▸ **Consigne 1**
D'après le texte proposé, quelles sont les composantes de l'action de l'Union sur les SIG non marchands ? Citez-les toutes.
▸ **Consigne 2**
Dans le texte proposé, quel nom désigne les services marchands parmi les services d'intérêt général ?
▸ **Consigne 3**
Recopiez le passage du texte proposé qui s'ouvre sur les mots « Les partisans du » et se clôt sur « et la Constitution. ».

▸ **Texte proposé**
==========

Argumentaire Lecourieux : La Constitution européenne et les services publics

, par Alain Lecourieux

Le lundi 4 octobre 2004.

Les partisans du « oui » au référendum affirment que la Constitution européenne constitue une avancée pour les services publics. Le but de ce texte est d’analyser ce qu’il en est effectivement.

I. Lexique européen

Le terme « les services publics » ne fait pas partie du vocabulaire européen. Il convient donc de préciser la signification des dénominations utilisées par l’Union européenne et la Constitution.
Les services d’intérêt général (SIG) comprennent deux catégories de services que les autorités publiques nationales considèrent comme étant d’intérêt général et soumettent à des obligations de service public. Ces deux catégories sont : les services non marchands (SIG non marchands) et les services marchands appelés services d’intérêt économique général (SIEG).
Les SIG non marchands (éducation nationale, services sociaux, par exemple) qui sont également définis comme à la fois non économiques et sans effet sur le commerce ne sont pas couverts par le droit communautaire. L’action de l’Union sur les SIG non marchands a néanmoins trois composantes : l’harmonisation des pratiques entre les Etats membres, la diffusion de l’idéologie libérale et la promotion des technologies de l’information (enseignement numérique à distance ou e-learning pour l’éducation). Les SIG non marchands ne figurent ni dans les traités, ni dans la Constitution, ni plus généralement dans le droit communautaire. Ils ne sont même pas définis précisément dans les textes de la Commission.

==========

▸ **Données fournies**
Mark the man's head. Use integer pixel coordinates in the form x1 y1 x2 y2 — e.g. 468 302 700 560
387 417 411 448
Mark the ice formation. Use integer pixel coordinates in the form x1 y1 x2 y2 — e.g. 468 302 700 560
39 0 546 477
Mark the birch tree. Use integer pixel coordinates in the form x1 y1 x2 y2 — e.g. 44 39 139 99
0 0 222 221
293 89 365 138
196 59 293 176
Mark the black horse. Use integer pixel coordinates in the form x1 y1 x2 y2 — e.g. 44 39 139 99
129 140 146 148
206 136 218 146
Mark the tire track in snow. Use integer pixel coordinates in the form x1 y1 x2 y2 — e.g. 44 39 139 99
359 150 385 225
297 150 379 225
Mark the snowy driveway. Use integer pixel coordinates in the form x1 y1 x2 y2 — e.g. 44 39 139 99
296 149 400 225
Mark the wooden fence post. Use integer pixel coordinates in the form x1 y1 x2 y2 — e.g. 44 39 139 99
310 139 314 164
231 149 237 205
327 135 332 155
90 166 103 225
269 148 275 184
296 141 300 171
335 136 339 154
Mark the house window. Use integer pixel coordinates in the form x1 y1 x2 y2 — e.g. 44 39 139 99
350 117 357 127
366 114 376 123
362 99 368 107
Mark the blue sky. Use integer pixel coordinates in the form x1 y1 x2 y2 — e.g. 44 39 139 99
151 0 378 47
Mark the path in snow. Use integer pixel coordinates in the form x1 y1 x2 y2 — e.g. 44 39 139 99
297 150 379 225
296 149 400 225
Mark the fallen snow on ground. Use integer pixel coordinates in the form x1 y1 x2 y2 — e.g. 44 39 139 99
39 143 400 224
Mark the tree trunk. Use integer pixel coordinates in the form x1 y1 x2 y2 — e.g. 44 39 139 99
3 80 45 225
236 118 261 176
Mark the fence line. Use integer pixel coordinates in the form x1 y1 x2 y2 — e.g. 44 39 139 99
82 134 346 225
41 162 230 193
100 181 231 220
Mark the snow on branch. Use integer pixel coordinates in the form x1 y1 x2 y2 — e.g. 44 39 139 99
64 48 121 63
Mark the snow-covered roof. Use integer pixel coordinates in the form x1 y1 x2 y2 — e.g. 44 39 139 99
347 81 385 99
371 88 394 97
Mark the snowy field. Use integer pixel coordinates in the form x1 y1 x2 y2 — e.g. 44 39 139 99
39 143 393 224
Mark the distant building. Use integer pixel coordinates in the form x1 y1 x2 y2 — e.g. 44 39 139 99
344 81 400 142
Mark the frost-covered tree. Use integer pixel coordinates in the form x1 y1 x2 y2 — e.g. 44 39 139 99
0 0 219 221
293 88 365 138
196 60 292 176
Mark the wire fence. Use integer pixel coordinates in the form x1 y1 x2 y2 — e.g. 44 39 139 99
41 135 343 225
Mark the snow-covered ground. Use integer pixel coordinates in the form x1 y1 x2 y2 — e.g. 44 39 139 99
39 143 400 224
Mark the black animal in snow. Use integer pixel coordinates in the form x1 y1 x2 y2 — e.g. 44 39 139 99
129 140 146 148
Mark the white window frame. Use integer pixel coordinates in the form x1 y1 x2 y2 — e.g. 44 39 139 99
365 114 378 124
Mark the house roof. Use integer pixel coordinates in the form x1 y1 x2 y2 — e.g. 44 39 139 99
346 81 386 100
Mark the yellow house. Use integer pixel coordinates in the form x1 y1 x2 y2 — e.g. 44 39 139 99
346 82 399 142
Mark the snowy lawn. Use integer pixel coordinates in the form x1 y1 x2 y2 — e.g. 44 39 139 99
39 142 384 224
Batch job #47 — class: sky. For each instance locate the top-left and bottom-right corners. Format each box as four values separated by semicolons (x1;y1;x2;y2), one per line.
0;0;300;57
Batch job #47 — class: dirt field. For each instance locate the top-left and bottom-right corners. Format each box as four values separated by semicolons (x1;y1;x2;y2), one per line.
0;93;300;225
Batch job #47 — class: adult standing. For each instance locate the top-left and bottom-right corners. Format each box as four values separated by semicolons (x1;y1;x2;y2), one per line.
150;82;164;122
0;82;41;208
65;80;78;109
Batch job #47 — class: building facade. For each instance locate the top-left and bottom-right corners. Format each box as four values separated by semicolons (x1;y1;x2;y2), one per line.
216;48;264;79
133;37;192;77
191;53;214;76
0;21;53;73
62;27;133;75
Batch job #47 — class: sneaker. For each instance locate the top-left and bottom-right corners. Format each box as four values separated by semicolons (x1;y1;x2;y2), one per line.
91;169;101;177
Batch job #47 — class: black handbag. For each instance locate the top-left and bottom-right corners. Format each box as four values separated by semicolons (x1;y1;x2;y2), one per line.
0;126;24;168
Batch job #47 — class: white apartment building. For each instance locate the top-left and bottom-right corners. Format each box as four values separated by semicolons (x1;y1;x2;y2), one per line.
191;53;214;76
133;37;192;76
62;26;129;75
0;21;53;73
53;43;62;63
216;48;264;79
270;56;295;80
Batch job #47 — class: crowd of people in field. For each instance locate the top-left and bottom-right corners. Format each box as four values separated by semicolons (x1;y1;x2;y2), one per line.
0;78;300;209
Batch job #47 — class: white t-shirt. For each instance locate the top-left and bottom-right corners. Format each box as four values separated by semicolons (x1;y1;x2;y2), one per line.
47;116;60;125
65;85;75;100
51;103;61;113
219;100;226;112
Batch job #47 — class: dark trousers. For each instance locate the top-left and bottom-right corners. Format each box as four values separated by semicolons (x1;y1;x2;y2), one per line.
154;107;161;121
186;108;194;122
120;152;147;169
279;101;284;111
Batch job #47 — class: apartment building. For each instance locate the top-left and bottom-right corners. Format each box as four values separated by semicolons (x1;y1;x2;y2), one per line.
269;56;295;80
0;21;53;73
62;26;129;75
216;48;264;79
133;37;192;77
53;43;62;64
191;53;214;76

==========

▸ **Réponse rédigée 1**
- l'harmonisation des pratiques entre les États membres
- la diffusion de l'idéologie libérale
- la promotion des technologies de l'information

▸ **Réponse rédigée 2**
Les services d'intérêt économique général (SIEG).

▸ **Réponse rédigée 3**
Les partisans du « oui » au référendum affirment que la Constitution européenne constitue une avancée pour les services publics. Le but de ce texte est d’analyser ce qu’il en est effectivement.

I. Lexique européen

Le terme « les services publics » ne fait pas partie du vocabulaire européen. Il convient donc de préciser la signification des dénominations utilisées par l’Union européenne et la Constitution.